**REQUIRED ACTION:**
Go through the entries below and return every line that contains "twig".

**SOURCE MATERIAL:**
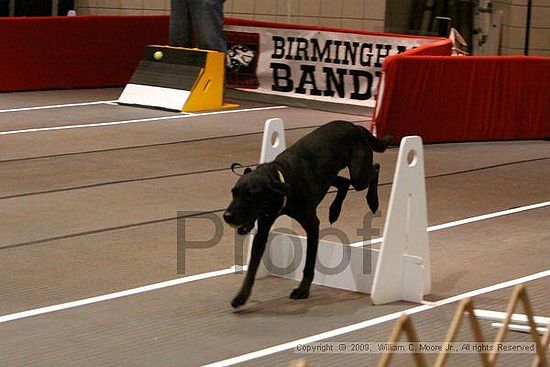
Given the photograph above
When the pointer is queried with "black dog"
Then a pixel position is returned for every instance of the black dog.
(296, 182)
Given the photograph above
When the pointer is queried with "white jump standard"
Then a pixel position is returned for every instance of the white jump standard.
(400, 269)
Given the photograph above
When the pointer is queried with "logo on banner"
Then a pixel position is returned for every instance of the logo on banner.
(242, 59)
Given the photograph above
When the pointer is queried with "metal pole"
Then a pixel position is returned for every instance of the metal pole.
(527, 27)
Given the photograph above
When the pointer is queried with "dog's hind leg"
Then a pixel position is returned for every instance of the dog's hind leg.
(372, 193)
(311, 226)
(342, 184)
(361, 169)
(258, 247)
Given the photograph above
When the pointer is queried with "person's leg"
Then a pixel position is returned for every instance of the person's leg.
(207, 18)
(181, 29)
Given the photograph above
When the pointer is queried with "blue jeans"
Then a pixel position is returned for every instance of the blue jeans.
(203, 18)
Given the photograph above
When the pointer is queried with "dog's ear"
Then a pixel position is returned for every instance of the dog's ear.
(236, 165)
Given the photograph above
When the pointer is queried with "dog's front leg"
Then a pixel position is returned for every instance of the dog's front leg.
(311, 226)
(258, 247)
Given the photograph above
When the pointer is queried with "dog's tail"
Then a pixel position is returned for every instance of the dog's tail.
(378, 145)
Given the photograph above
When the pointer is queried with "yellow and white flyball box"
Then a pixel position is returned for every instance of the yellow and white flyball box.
(179, 79)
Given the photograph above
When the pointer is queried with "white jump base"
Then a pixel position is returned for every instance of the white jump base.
(399, 270)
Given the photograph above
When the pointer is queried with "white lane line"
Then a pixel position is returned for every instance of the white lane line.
(516, 317)
(110, 296)
(137, 121)
(21, 109)
(202, 276)
(364, 324)
(464, 221)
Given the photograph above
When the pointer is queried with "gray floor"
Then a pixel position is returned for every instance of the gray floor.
(91, 210)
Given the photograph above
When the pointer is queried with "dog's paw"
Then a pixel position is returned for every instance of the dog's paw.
(373, 203)
(299, 293)
(334, 213)
(239, 300)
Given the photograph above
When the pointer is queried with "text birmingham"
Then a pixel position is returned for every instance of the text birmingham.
(333, 53)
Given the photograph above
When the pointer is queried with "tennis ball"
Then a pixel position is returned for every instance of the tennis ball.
(158, 55)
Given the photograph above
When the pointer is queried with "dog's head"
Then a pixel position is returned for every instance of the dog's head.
(259, 192)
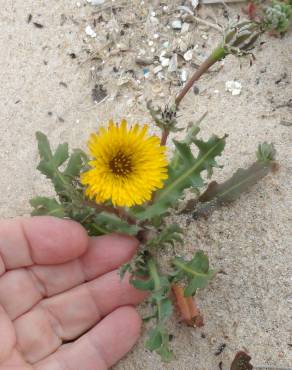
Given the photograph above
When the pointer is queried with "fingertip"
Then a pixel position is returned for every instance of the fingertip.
(119, 330)
(133, 321)
(53, 240)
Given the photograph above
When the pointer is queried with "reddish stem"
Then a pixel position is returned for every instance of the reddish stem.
(217, 54)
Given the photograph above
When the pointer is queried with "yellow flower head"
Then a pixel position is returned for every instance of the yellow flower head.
(127, 166)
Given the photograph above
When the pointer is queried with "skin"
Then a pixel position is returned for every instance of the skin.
(62, 303)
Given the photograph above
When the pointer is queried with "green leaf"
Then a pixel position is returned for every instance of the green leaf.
(196, 272)
(159, 341)
(221, 194)
(168, 236)
(142, 284)
(266, 152)
(47, 206)
(108, 223)
(186, 175)
(155, 339)
(61, 154)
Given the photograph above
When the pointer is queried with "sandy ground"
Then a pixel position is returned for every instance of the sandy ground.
(249, 307)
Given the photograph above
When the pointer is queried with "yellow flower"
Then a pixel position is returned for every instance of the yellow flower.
(127, 166)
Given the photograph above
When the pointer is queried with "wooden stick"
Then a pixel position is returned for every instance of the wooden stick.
(187, 307)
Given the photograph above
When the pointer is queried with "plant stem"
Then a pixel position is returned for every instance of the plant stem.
(110, 209)
(217, 55)
(154, 275)
(187, 307)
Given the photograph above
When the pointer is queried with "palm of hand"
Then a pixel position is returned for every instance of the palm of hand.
(62, 303)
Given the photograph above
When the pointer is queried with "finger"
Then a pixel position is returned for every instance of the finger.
(104, 254)
(100, 348)
(7, 337)
(68, 315)
(41, 240)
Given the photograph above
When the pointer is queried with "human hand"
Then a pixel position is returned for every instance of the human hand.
(57, 285)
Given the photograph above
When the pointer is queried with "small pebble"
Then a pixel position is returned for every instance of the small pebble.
(234, 87)
(90, 32)
(185, 27)
(196, 90)
(173, 63)
(164, 61)
(157, 69)
(188, 55)
(176, 24)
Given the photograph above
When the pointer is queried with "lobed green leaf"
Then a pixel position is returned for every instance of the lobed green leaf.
(187, 174)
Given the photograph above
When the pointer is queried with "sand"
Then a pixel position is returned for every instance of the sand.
(248, 308)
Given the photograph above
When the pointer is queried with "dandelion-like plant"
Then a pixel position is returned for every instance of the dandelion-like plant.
(128, 185)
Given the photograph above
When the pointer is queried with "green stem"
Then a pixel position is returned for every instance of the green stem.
(216, 55)
(153, 272)
(191, 133)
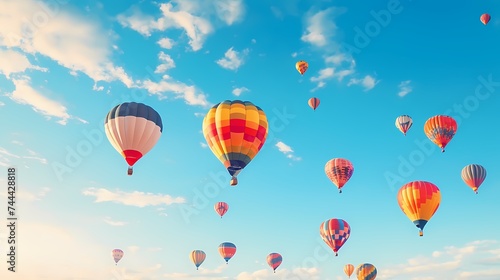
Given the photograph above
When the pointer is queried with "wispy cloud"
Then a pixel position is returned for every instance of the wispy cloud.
(404, 88)
(136, 198)
(232, 59)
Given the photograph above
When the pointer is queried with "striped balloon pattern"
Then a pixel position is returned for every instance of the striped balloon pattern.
(419, 200)
(339, 171)
(133, 129)
(335, 233)
(474, 175)
(366, 271)
(227, 250)
(235, 131)
(274, 260)
(197, 257)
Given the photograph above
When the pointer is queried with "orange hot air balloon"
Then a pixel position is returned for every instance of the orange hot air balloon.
(339, 171)
(419, 200)
(301, 66)
(348, 269)
(313, 103)
(485, 18)
(440, 129)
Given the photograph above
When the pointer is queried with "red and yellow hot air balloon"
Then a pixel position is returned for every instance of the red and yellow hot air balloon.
(348, 270)
(339, 171)
(221, 208)
(227, 250)
(419, 200)
(133, 129)
(313, 103)
(366, 271)
(235, 131)
(335, 233)
(474, 175)
(485, 18)
(197, 257)
(440, 130)
(117, 255)
(301, 66)
(274, 260)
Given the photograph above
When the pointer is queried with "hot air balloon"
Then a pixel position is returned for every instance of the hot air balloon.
(221, 208)
(227, 250)
(440, 130)
(403, 123)
(485, 18)
(301, 66)
(313, 103)
(235, 131)
(274, 260)
(335, 233)
(474, 175)
(117, 255)
(339, 171)
(348, 270)
(419, 200)
(197, 257)
(366, 271)
(133, 129)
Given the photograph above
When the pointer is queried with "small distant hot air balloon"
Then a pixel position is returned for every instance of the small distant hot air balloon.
(227, 250)
(339, 171)
(197, 257)
(274, 260)
(366, 271)
(403, 123)
(221, 208)
(440, 130)
(473, 175)
(348, 270)
(419, 200)
(485, 18)
(335, 233)
(235, 132)
(117, 255)
(313, 103)
(133, 129)
(301, 66)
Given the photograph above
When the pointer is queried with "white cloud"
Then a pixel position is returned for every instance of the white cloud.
(368, 82)
(404, 88)
(232, 59)
(136, 198)
(240, 90)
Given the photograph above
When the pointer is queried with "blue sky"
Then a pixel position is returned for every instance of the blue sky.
(65, 64)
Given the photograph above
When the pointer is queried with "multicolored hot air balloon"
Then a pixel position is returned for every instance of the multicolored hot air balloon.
(221, 208)
(301, 66)
(313, 103)
(335, 233)
(440, 130)
(227, 250)
(366, 271)
(197, 257)
(348, 270)
(274, 260)
(339, 171)
(403, 123)
(474, 175)
(117, 255)
(235, 131)
(485, 18)
(133, 129)
(419, 200)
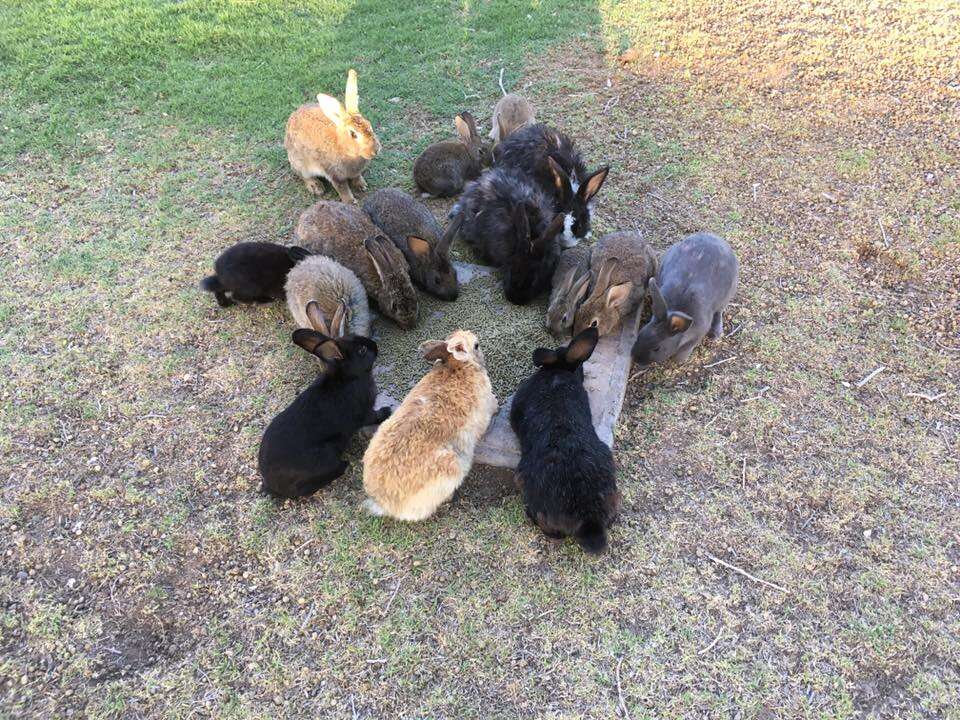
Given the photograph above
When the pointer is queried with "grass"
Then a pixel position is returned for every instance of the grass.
(141, 138)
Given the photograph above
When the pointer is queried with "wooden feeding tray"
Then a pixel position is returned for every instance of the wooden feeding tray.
(508, 336)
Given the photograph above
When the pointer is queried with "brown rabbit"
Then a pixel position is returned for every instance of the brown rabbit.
(621, 264)
(445, 167)
(333, 141)
(345, 233)
(421, 454)
(570, 283)
(511, 113)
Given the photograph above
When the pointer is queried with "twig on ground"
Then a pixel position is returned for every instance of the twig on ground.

**OUTPUT BELOW:**
When the pointer is queried with "twig on ground"
Then a pixel position is returned for every instance of the twig on ground.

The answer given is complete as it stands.